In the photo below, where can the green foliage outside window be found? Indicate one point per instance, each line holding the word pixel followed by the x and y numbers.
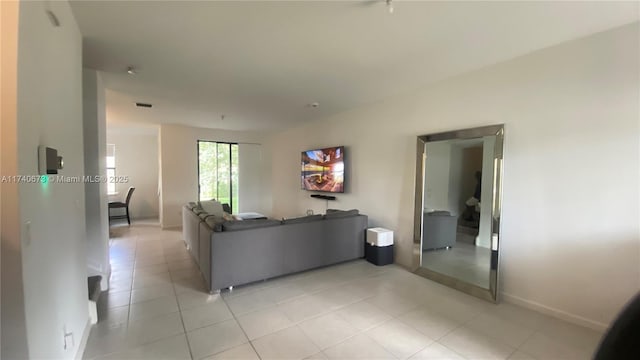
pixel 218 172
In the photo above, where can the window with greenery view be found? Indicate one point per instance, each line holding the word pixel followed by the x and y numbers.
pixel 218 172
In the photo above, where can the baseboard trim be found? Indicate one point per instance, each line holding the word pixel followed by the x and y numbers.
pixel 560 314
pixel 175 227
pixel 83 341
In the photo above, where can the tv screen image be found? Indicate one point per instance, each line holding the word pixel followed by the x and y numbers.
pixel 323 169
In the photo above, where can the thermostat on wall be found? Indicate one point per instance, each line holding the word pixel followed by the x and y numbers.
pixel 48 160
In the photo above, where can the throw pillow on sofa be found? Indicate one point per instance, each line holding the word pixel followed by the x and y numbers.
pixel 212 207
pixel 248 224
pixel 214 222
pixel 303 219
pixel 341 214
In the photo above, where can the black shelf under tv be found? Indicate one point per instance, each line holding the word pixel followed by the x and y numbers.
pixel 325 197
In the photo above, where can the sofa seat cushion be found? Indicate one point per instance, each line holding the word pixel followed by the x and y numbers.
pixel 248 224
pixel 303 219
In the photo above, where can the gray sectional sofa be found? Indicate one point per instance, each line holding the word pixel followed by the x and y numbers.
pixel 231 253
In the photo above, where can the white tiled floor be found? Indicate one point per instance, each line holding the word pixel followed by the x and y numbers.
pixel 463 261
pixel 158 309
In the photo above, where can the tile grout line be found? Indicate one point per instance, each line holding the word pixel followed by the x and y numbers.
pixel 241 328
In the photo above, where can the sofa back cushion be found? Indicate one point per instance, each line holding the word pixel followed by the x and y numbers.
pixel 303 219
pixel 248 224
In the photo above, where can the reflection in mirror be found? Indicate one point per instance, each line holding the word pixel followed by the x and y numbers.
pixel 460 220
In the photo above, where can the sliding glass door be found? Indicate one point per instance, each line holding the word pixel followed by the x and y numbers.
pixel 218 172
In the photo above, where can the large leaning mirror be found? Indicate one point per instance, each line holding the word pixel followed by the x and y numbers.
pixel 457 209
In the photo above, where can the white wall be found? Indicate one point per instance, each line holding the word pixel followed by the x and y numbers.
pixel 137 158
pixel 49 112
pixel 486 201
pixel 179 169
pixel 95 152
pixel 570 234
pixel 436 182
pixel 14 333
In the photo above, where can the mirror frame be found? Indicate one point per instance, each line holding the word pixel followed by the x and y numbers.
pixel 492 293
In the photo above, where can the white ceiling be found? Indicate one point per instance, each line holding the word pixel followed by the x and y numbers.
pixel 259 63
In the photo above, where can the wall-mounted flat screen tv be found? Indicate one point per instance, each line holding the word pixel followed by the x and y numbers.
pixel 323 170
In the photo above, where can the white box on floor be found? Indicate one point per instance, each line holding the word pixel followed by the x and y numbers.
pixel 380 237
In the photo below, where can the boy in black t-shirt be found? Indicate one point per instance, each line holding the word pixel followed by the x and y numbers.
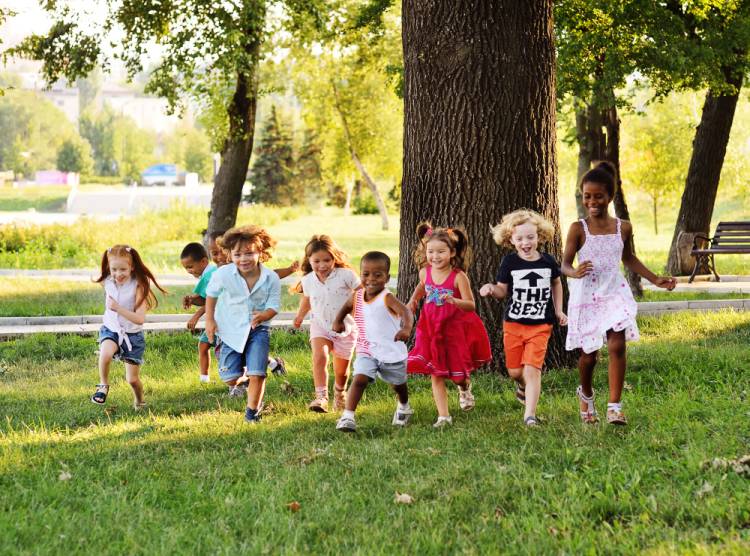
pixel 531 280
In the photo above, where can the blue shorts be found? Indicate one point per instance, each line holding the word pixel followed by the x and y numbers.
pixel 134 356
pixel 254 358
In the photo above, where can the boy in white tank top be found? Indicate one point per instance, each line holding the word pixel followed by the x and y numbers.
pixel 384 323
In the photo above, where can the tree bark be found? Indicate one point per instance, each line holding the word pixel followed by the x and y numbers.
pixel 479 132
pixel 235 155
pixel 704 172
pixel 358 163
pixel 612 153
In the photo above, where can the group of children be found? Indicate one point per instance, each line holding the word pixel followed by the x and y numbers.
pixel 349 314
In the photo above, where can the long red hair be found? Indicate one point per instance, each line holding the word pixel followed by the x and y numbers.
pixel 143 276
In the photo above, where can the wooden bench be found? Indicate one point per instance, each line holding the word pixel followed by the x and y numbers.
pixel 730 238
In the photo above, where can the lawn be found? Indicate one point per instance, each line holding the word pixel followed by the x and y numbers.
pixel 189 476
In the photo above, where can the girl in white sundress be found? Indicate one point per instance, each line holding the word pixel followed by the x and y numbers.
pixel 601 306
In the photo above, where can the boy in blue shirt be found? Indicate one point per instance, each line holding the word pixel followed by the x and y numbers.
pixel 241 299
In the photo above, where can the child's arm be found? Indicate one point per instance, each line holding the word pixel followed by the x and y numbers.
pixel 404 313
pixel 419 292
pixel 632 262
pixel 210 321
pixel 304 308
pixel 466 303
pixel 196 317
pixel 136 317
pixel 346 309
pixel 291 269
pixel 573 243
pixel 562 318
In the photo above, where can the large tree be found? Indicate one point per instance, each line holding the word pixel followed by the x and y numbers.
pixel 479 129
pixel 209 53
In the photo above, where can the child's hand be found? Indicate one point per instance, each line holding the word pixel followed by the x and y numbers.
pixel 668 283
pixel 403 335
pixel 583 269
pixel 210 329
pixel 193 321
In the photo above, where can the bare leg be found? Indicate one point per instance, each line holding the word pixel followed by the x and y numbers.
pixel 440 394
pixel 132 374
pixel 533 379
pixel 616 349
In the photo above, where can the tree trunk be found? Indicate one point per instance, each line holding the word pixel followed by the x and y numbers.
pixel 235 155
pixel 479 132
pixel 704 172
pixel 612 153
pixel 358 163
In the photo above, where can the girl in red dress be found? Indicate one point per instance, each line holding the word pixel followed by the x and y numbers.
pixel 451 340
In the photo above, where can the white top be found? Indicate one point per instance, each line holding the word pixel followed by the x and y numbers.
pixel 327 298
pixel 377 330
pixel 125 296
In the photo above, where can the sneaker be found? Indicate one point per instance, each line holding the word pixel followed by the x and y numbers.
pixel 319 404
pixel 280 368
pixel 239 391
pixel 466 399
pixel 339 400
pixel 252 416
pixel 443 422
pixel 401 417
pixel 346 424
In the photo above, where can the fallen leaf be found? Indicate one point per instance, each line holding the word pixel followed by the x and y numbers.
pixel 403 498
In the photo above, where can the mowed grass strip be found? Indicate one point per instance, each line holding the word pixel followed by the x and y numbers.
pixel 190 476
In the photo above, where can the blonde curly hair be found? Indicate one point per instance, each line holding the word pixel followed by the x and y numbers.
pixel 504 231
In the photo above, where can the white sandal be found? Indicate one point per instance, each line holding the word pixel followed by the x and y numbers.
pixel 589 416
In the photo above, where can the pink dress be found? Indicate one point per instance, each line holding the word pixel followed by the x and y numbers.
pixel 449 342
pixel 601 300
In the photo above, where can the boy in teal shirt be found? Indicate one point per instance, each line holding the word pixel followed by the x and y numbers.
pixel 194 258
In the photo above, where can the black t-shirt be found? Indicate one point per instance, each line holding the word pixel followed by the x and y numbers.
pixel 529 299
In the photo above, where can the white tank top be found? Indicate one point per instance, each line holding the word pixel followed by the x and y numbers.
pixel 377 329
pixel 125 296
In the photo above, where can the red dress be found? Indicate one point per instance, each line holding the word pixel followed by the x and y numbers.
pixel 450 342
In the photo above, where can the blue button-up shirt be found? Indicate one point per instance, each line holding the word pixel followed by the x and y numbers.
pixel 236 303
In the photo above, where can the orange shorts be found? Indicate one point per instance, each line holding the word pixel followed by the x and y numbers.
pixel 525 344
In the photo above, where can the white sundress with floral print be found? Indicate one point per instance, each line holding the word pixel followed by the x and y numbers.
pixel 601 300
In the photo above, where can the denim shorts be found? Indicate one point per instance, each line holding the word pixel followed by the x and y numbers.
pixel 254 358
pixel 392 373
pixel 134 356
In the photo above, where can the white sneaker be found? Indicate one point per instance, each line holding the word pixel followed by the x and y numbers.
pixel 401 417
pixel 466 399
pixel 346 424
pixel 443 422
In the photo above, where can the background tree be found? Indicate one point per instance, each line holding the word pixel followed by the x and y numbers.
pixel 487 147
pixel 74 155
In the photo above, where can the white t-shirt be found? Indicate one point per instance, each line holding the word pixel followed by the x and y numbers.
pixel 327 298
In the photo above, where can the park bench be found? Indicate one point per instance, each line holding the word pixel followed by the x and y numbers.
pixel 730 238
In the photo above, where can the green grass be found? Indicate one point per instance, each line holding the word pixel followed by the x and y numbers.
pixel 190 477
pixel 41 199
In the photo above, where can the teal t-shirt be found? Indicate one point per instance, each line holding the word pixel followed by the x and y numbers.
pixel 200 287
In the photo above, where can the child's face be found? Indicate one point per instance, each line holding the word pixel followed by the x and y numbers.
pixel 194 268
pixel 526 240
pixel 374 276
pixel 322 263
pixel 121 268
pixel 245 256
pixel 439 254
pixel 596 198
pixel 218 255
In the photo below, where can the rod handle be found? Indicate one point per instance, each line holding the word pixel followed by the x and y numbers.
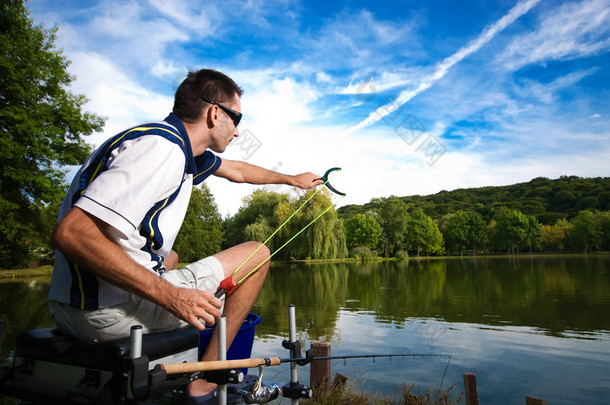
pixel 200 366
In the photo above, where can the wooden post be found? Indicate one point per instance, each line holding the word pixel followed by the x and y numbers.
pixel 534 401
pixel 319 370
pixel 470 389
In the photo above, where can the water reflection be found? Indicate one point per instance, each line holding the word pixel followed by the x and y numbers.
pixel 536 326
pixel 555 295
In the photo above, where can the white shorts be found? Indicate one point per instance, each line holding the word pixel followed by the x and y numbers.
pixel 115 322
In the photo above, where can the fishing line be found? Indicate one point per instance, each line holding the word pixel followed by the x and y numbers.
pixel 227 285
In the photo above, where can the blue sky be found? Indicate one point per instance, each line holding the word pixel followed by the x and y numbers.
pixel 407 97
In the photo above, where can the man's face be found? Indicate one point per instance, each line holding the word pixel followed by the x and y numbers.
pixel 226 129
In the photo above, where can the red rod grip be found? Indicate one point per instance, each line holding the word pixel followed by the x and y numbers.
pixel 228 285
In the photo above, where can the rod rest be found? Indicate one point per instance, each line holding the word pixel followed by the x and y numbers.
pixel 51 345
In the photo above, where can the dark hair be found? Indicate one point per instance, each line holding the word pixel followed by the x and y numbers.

• [How to complete this task] For this exercise, reproduce exactly each line from the one containing "In the photo above, where can the wooden post" through the last line of the data, and no others.

• [Output for this exercise]
In the photo above, where can the wooden post be found? Indicate one point per instance, each line holding the word pixel followed by the x and y numbers.
pixel 534 401
pixel 319 370
pixel 470 389
In the photo above, where can the water reflection be found? Indicate one point per instance, each line holding the word pixel followed by the x and y numbers.
pixel 536 326
pixel 555 295
In the photo above, where can the white shorts be found? Indicate one point per instance, each line holding the word pixel followed by the x and y numbers.
pixel 115 322
In the photo above, where can the fishing line be found? Indicate one point per instance, each line holding the word pixel followed by the x and y numbers.
pixel 227 285
In the photo above, where can the blue sky be found? Indicate one point per instance, each line holding the word pixel followed by the x and y numbers.
pixel 407 97
In the photo above, where can the man's face be found? Indicate one point per instance, each line holding the word pixel followed by the x and y numbers.
pixel 226 129
In the photo above, where can the red rod grip be found? Indicate one point per instance, each line holding the word pixel followed by the x and y numbers.
pixel 228 285
In the photo above, where can the rod rest be found? Indicate one point per instance, each line holding the word pixel followed by the x and y numbers.
pixel 51 345
In the photo above, where can the dark hair be found? Indicate one point per instance, each line holding the word pixel followed by the x and y numbers.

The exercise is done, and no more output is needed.